_Tarefa 1_. De acordo com o texto sobre o leilão do campo de Libra, em que hotel será anunciado o resultado da disputa?
_Tarefa 2_. Prossiga com o texto sobre o leilão do campo de Libra a partir do ponto em que ele termina.

───── Texto fornecido ─────

Envolto em uma série de debates e polêmicas, o leilão do campo de
Libra — a maior reserva de petróleo já encontrada no Brasil — pode não
ocorrer no clima de tranquilidade e celebração que o governo gostaria.
De um lado, trabalhadores da indústria do petróleo cruzaram os braços
na última quinta-feira pedindo a suspensão do leilão, invadiram o
Ministério de Minas e Energia, pararam 15 plataformas e agora ameaçam
realizar novas manifestações nesta segunda-feira, quando deve ser
anunciado o resultado da disputa por Libra.
Do outro, movimentos sociais, apoiados por esses mesmos sindicatos,
ex-diretores da Petrobras e alguns acadêmicos tentam barrar o leilão na
Justiça, defendendo que ele promoverá “a privatização” de uma das
maiores riquezas do país.
No outro extremo do espectro ideológico, alguns analistas e
consultores de negócios já defendem a revisão do novo marco regulatório
do setor para futuros leilões do pré-sal, argumentando que o atual marco
pecaria por excesso de intervencionismo do Estado e de incertezas para
os investidores.
Em uma tentativa de evitar tumulto, o governo decidiu convocar o
Exército e a Força Nacional de Segurança para o evento em que será
anunciado o resultado da disputa, no Windsor Barra Hotel, na Barra da
Tijuca.
A presidenta Dilma Rousseff não deve comparecer ao local e a Agência
Nacional do Petróleo (ANP) anunciou que fará plantões para impedir que
recursos judiciais bloqueiem o leilão.
Um dos defensores da suspensão do leilão, o ex-diretor da Petrobras
Ildo Sauer, diretor do Instituto de Energia e Ambiente da Universidade
de São Paulo (USP), disse à BBC Brasil: “Estamos tentando barrar essa
atrocidade na Justiça apontando irregularidades em seu edital”.
“O governo está entregando para empresas estrangeiras uma riqueza
preciosa que pertence ao povo brasileiro e que deveria ser integralmente
usada para financiar a saúde, a educação e a melhoria de vida da
população.”

───── Dados fornecidos ─────

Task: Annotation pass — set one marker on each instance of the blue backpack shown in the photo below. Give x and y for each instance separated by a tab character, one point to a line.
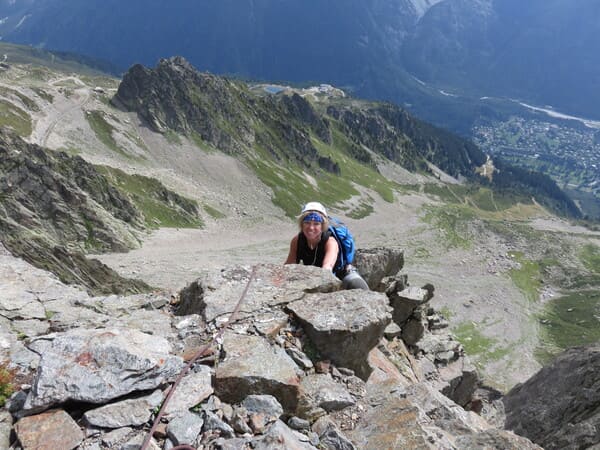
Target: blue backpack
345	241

─────

_Resposta 1_. No Windsor Barra Hotel, na Barra da Tijuca.

_Resposta 2_.
O campo de Libra está localizado na Bacia de Santos e é a maior das
reservas do pré-sal, contendo o equivalente a dois terços das atuais
reservas brasileiras.
Será o primeiro campo a ser leiloado sob o chamado “regime de
produção compartilhada”, aprovado em 2010, que garante à Petrobras um
mínimo de 30% em todos os projetos de exploração.
São os outros 70% que estão sendo disputados por 11 empresas: além da
própria Petrobras (que pode aumentar sua participação), as chinesas
CNOOC e CNPC, a colombiana Ecopetrol, a japonesa Mitsui, a indiana ONGC
Videsh, a portuguesa Petrogal, a malaia Petronas, a hispano-chinesa
Repsol/Sinopec, a anglo-holandesa Shell e francesa Total.
A promessa do governo é que a exploração de Libra, e do pré-sal em
geral, seja uma espécie de divisor de águas na economia brasileira.
De acordo com o ministro da Fazenda, Guido Mantega, o projeto traria
para o setor um total de 180 bilhões de dólares (388 bilhões de reais)
em investimentos nos próximos 35 anos. Dilma espera em uma arrecadação
de até 700 bilhões de reais no mesmo período.
“Esses recursos são nosso passaporte para o futuro”, disse Dilma, há
algumas semanas, ressaltando que boa parte do dinheiro deve ser
investido em educação.
As regras do leilão também incluem exigências de que o consórcio
vencedor adquira no mercado doméstico um percentual mínimo de bens e
serviços usados na operação.
Segundo a diretora da Agência Nacional do Petróleo (ANP), Magda
Chambriard, isso ajudaria a ativar segmentos da indústria e do setor de
serviços de alto valor agregado, contribuindo para uma “mudança
estrutural” na economia.
Mas nem todos são convencidos por tais promessas.
A licitação tem sido temas de grandes debates e polêmicas, com seus críticos se dividindo em dois grupos.
O primeiro inclui alguns movimentos sociais, sindicatos,
especialistas, acadêmicos e alguns políticos que criticam a própria
realização do leilão por considerar que seria um erro dividir com
empresas estrangeiras os retornos de uma reserva considerada tão
valiosa.
Sauer, o ex-presidente do BNDES Carlos Lessa e o ex-presidente da
Petrobras, Sérgio Gabrielli, fariam parte do grupo para o qual o leilão
seria um erro.
Os senadores Pedro Simon (PMDB-RS), Randolfe Rodrigues (PSol-AP) e
Roberto Requião (PMDB-PR) também. No mês passado, eles apresentaram um
projeto de decreto no Senado para cancelar o leilão.
“Esses recursos petrolíferos poderiam muito bem ser explorados pela
Petrobras sozinha em um horizonte de médio prazo. A empresa tem
tecnologia suficiente para isso e só precisa de financiamento – o que
pode ser conseguido com bancos”, diz Sauer.
“Além disso, não podemos ignorar que, do ponto de vista
geopolítico/estratégico, nossos interesses são distintos dos chineses,
por exemplo: eles podem querer aumentar a produção global de petróleo
para diminuir o preço do barril, enquanto nós poderíamos lucrar com uma
política de controle da produção para manutenção dos preços em um
patamar mais elevado”, acredita o professor.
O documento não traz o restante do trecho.